§ **Records supplied**:
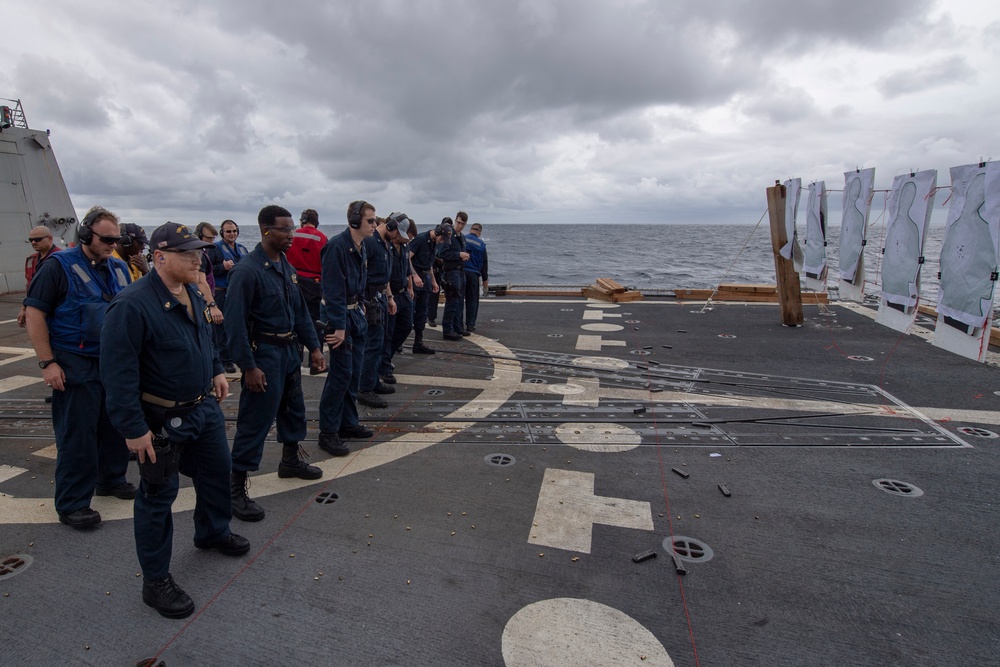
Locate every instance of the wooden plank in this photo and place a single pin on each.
(761, 289)
(594, 293)
(609, 285)
(789, 291)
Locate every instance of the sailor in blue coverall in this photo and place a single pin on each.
(64, 311)
(163, 377)
(379, 302)
(344, 275)
(266, 319)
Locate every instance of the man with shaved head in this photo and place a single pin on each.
(41, 242)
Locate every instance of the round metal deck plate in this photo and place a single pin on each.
(897, 488)
(688, 549)
(500, 459)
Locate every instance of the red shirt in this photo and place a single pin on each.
(32, 263)
(306, 252)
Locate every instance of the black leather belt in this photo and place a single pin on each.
(286, 338)
(167, 403)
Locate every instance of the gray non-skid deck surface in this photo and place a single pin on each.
(813, 564)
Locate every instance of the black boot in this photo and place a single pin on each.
(244, 509)
(167, 598)
(293, 463)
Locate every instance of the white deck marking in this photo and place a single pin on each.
(600, 362)
(571, 631)
(567, 510)
(578, 391)
(594, 343)
(598, 315)
(598, 437)
(601, 326)
(47, 452)
(17, 354)
(16, 381)
(10, 472)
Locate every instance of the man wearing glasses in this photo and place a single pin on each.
(66, 304)
(266, 320)
(41, 242)
(159, 330)
(230, 253)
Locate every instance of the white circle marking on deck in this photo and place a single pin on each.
(493, 394)
(570, 631)
(598, 437)
(599, 326)
(600, 362)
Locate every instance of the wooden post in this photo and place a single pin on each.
(789, 291)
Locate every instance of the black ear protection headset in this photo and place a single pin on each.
(355, 214)
(85, 232)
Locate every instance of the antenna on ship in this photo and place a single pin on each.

§ **Exercise instructions**:
Copy all of the records above word for word, omitting the pictures.

§ **Output for this task**:
Locate every instance of the wooden plank in this photo and place a single pin on each.
(761, 289)
(594, 293)
(609, 285)
(789, 291)
Locate every instance of the sailor in blue coverall in this photo and place a single pin on each.
(64, 311)
(163, 377)
(379, 302)
(344, 275)
(266, 319)
Locate every instance of the man with shaved head in this photo and place a single pin on each.
(41, 242)
Locate every instance of the round metal deck plate in this photo and place a single pin on each.
(897, 488)
(688, 549)
(500, 459)
Locate every instance of the red shirt in this photo and place a single pin on each.
(32, 263)
(306, 252)
Locate every instance of the black leather belt in this photo and place a single pin on each.
(286, 338)
(167, 403)
Locate every instance of the gray non-skid deck surface in this photo and place a single pin on each.
(813, 564)
Locate every instance of the black boot in this photo and place a single pin on each.
(244, 509)
(167, 598)
(293, 463)
Locate every instance of the white deck marking in this photo and place a single pin on each.
(600, 362)
(571, 631)
(567, 510)
(578, 391)
(594, 343)
(598, 315)
(598, 437)
(601, 326)
(47, 452)
(17, 354)
(16, 381)
(10, 472)
Locate every instance of the man wearing glasses in this photo and place a single pin on each.
(66, 304)
(266, 320)
(41, 242)
(159, 330)
(230, 253)
Locate every instance of the white circle marking on deck in this photo and place a single pin on each.
(493, 394)
(570, 631)
(598, 437)
(599, 326)
(600, 362)
Locate every instance of the wooden post in this photo and place a single pin on each.
(789, 291)
Locate every instance of the black ear protection headset in this photo and place a single pin on each.
(355, 214)
(85, 232)
Locate every instance of the antenna on ship in this photo and place a single pin on each.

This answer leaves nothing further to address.